Task objective:
Please write out all the data that follows exactly, without the pictures.

◆ ◆ ◆ ◆ ◆ ◆ ◆

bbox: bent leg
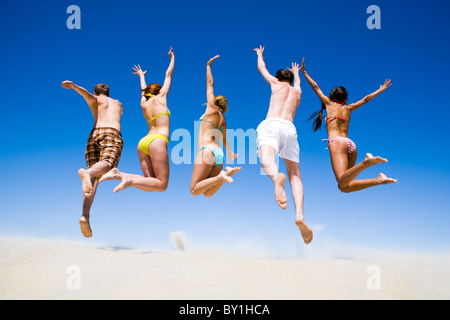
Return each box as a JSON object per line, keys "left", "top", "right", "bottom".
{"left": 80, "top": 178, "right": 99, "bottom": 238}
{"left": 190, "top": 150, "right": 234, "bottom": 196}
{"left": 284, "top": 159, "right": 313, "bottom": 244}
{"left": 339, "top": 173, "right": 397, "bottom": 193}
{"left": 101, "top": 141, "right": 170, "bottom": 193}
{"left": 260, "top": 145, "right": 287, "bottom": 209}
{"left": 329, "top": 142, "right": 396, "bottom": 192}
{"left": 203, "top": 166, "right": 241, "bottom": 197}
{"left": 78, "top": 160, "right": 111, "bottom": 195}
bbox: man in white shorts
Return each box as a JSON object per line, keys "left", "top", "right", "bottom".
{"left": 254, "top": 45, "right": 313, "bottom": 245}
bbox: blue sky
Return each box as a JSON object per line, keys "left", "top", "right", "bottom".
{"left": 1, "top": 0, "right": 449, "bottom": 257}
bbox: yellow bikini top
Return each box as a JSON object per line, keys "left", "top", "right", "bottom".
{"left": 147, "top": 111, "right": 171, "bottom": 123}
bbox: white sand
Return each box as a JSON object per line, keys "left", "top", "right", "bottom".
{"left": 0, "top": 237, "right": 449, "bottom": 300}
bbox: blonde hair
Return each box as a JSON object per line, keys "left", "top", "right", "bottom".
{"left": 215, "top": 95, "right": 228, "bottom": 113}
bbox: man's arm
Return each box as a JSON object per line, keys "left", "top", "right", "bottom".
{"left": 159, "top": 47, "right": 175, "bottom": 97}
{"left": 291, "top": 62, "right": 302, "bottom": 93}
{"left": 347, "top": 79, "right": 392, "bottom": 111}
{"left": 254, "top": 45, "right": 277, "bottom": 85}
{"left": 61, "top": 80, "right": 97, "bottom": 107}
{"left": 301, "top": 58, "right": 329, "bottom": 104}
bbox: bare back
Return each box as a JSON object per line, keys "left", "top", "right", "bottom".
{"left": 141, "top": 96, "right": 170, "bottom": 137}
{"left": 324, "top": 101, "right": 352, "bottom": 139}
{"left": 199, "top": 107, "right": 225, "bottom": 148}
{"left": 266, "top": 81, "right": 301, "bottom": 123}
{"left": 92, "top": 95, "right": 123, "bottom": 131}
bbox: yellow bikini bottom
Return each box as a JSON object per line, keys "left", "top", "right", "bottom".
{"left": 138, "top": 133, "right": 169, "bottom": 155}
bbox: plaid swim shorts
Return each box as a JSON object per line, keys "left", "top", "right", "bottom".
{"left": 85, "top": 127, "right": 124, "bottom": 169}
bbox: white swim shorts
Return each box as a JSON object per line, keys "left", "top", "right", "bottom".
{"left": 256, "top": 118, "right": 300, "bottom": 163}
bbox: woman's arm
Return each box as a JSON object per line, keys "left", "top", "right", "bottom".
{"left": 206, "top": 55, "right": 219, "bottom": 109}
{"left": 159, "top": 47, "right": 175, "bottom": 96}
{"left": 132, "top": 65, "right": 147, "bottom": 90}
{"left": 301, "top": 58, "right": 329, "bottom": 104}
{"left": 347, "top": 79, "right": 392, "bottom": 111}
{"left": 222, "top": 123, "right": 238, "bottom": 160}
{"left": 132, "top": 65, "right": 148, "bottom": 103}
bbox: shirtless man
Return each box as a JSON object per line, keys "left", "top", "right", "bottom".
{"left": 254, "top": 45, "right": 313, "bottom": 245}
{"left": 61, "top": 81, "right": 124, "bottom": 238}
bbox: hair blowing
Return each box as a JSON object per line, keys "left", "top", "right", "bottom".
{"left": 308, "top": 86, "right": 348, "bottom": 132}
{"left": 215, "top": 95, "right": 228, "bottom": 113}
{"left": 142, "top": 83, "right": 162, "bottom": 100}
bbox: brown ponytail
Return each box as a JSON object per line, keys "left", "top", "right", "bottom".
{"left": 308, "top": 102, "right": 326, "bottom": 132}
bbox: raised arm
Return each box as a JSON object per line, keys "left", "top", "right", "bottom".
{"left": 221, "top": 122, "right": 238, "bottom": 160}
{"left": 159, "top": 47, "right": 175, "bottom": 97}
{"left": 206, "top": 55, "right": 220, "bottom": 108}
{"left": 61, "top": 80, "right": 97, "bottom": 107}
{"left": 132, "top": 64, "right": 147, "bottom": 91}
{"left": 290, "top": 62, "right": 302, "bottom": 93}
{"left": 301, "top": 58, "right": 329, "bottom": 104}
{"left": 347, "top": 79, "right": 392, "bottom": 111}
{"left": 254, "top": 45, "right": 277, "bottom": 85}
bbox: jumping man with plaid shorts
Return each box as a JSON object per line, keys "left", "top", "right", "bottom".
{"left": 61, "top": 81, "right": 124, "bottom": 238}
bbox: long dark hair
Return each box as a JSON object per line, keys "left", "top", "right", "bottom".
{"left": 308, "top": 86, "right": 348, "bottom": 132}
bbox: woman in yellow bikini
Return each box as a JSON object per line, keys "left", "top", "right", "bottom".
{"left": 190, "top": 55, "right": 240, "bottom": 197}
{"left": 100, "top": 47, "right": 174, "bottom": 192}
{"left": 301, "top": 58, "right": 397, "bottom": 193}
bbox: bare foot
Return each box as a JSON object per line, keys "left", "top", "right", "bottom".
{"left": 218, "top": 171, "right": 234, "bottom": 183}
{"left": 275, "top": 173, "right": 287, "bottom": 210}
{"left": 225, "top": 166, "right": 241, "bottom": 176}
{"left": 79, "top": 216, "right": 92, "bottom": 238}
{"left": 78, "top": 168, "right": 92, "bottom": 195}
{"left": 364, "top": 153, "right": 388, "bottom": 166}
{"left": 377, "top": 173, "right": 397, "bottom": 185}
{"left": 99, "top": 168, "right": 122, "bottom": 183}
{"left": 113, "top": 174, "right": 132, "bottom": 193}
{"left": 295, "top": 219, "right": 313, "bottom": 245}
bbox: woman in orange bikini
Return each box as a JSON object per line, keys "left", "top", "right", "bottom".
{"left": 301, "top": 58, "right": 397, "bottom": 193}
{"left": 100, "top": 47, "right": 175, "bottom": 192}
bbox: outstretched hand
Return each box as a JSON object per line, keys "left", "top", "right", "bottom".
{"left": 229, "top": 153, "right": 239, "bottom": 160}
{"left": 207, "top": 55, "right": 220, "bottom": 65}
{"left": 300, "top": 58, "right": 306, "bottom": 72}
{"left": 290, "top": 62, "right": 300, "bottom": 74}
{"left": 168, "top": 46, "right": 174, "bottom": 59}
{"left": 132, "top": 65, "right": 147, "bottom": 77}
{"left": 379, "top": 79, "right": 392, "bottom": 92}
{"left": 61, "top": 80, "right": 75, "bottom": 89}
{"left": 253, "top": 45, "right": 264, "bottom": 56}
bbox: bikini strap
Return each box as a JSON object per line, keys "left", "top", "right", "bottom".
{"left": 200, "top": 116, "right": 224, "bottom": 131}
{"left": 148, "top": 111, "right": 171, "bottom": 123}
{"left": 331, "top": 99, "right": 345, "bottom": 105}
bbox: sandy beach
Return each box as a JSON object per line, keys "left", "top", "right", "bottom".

◆ ◆ ◆ ◆ ◆ ◆ ◆

Exercise result:
bbox: bent leg
Return each box as a JSON object per line, keys "left", "top", "right", "bottom".
{"left": 80, "top": 178, "right": 99, "bottom": 238}
{"left": 190, "top": 150, "right": 234, "bottom": 196}
{"left": 284, "top": 159, "right": 313, "bottom": 244}
{"left": 339, "top": 173, "right": 397, "bottom": 193}
{"left": 101, "top": 141, "right": 170, "bottom": 193}
{"left": 260, "top": 145, "right": 287, "bottom": 209}
{"left": 329, "top": 142, "right": 396, "bottom": 192}
{"left": 203, "top": 166, "right": 241, "bottom": 197}
{"left": 78, "top": 160, "right": 111, "bottom": 195}
bbox: man in white shorts
Return each box as a JSON object per line, keys "left", "top", "right", "bottom".
{"left": 254, "top": 45, "right": 313, "bottom": 245}
bbox: blue sky
Return each box as a JSON object per line, keys "left", "top", "right", "bottom".
{"left": 1, "top": 0, "right": 449, "bottom": 257}
bbox: yellow bikini top
Return each box as a JSON object per line, keys "left", "top", "right", "bottom".
{"left": 147, "top": 111, "right": 171, "bottom": 123}
bbox: white sand
Return each box as a JSON object per line, keys "left", "top", "right", "bottom".
{"left": 0, "top": 237, "right": 449, "bottom": 300}
bbox: blonde hair
Return each box as a JSON object per line, keys "left", "top", "right", "bottom".
{"left": 215, "top": 95, "right": 228, "bottom": 113}
bbox: man's arm
Return each box as a JSON object per line, keys "left", "top", "right", "bottom".
{"left": 159, "top": 47, "right": 175, "bottom": 97}
{"left": 291, "top": 62, "right": 302, "bottom": 93}
{"left": 347, "top": 79, "right": 392, "bottom": 111}
{"left": 254, "top": 45, "right": 277, "bottom": 85}
{"left": 61, "top": 80, "right": 97, "bottom": 107}
{"left": 301, "top": 58, "right": 329, "bottom": 104}
bbox: bare back
Return each box as a JSON object per line, keys "left", "top", "right", "bottom".
{"left": 141, "top": 96, "right": 170, "bottom": 137}
{"left": 324, "top": 101, "right": 352, "bottom": 139}
{"left": 199, "top": 107, "right": 225, "bottom": 148}
{"left": 266, "top": 81, "right": 301, "bottom": 123}
{"left": 92, "top": 95, "right": 123, "bottom": 131}
bbox: yellow bikini bottom
Return each box as a JSON object per line, keys "left", "top", "right", "bottom".
{"left": 138, "top": 133, "right": 169, "bottom": 155}
bbox: plaid swim shorts
Return each box as a JSON object per line, keys "left", "top", "right", "bottom".
{"left": 85, "top": 127, "right": 124, "bottom": 169}
bbox: white swim shorts
Return each box as a JSON object per line, keys "left", "top", "right", "bottom".
{"left": 256, "top": 118, "right": 300, "bottom": 163}
bbox: woman's arm
Return each box as a JSON object per line, keys "left", "top", "right", "bottom".
{"left": 206, "top": 55, "right": 219, "bottom": 109}
{"left": 159, "top": 47, "right": 175, "bottom": 96}
{"left": 132, "top": 65, "right": 147, "bottom": 90}
{"left": 301, "top": 58, "right": 329, "bottom": 104}
{"left": 347, "top": 79, "right": 392, "bottom": 111}
{"left": 222, "top": 123, "right": 238, "bottom": 160}
{"left": 132, "top": 65, "right": 148, "bottom": 103}
bbox: shirtless man
Return each box as a JSON object per line, keys "left", "top", "right", "bottom".
{"left": 254, "top": 45, "right": 313, "bottom": 245}
{"left": 61, "top": 81, "right": 124, "bottom": 238}
bbox: hair blowing
Return each box as a JSON object per line, keys "left", "top", "right", "bottom".
{"left": 308, "top": 86, "right": 348, "bottom": 132}
{"left": 215, "top": 95, "right": 228, "bottom": 113}
{"left": 142, "top": 83, "right": 162, "bottom": 100}
bbox: brown ponytail
Return each box as a JSON object per line, keys "left", "top", "right", "bottom".
{"left": 308, "top": 102, "right": 326, "bottom": 132}
bbox: raised arm
Return each box as a JSON object per line, keys "left", "top", "right", "bottom".
{"left": 221, "top": 122, "right": 238, "bottom": 160}
{"left": 159, "top": 47, "right": 175, "bottom": 97}
{"left": 206, "top": 55, "right": 220, "bottom": 108}
{"left": 61, "top": 80, "right": 97, "bottom": 107}
{"left": 132, "top": 64, "right": 147, "bottom": 91}
{"left": 290, "top": 62, "right": 302, "bottom": 93}
{"left": 301, "top": 58, "right": 329, "bottom": 104}
{"left": 347, "top": 79, "right": 392, "bottom": 111}
{"left": 254, "top": 45, "right": 277, "bottom": 85}
bbox: jumping man with plaid shorts
Return each box as a JSON object per line, keys "left", "top", "right", "bottom".
{"left": 61, "top": 81, "right": 124, "bottom": 238}
bbox: long dark hair
Return each box as a JSON object per line, keys "left", "top", "right", "bottom".
{"left": 308, "top": 86, "right": 348, "bottom": 132}
bbox: woman in yellow bikini
Return each box as a JSON object per line, keys "left", "top", "right", "bottom".
{"left": 190, "top": 55, "right": 240, "bottom": 197}
{"left": 100, "top": 47, "right": 174, "bottom": 192}
{"left": 301, "top": 58, "right": 397, "bottom": 193}
bbox: bare foot
Return each box as a JSON object per line, keys "left", "top", "right", "bottom".
{"left": 218, "top": 171, "right": 234, "bottom": 183}
{"left": 275, "top": 173, "right": 287, "bottom": 210}
{"left": 225, "top": 166, "right": 241, "bottom": 176}
{"left": 79, "top": 216, "right": 92, "bottom": 238}
{"left": 78, "top": 168, "right": 92, "bottom": 195}
{"left": 364, "top": 153, "right": 388, "bottom": 166}
{"left": 377, "top": 173, "right": 397, "bottom": 185}
{"left": 99, "top": 168, "right": 122, "bottom": 183}
{"left": 113, "top": 174, "right": 132, "bottom": 193}
{"left": 295, "top": 219, "right": 313, "bottom": 245}
bbox: woman in orange bikini
Return each box as a JSON object per line, keys "left", "top", "right", "bottom".
{"left": 301, "top": 58, "right": 397, "bottom": 193}
{"left": 100, "top": 47, "right": 175, "bottom": 192}
bbox: outstretched hand
Return each box as a JSON object per line, keys "left", "top", "right", "bottom".
{"left": 229, "top": 153, "right": 239, "bottom": 160}
{"left": 207, "top": 55, "right": 220, "bottom": 65}
{"left": 300, "top": 58, "right": 306, "bottom": 72}
{"left": 290, "top": 62, "right": 300, "bottom": 74}
{"left": 168, "top": 46, "right": 174, "bottom": 59}
{"left": 132, "top": 65, "right": 147, "bottom": 77}
{"left": 379, "top": 79, "right": 392, "bottom": 92}
{"left": 61, "top": 80, "right": 75, "bottom": 89}
{"left": 253, "top": 45, "right": 264, "bottom": 56}
bbox: bikini strap
Return each box as a JSON object per line, keys "left", "top", "right", "bottom".
{"left": 200, "top": 116, "right": 224, "bottom": 131}
{"left": 148, "top": 111, "right": 171, "bottom": 123}
{"left": 331, "top": 99, "right": 345, "bottom": 105}
bbox: sandy beach
Return each box as a JSON object per line, keys "left", "top", "right", "bottom".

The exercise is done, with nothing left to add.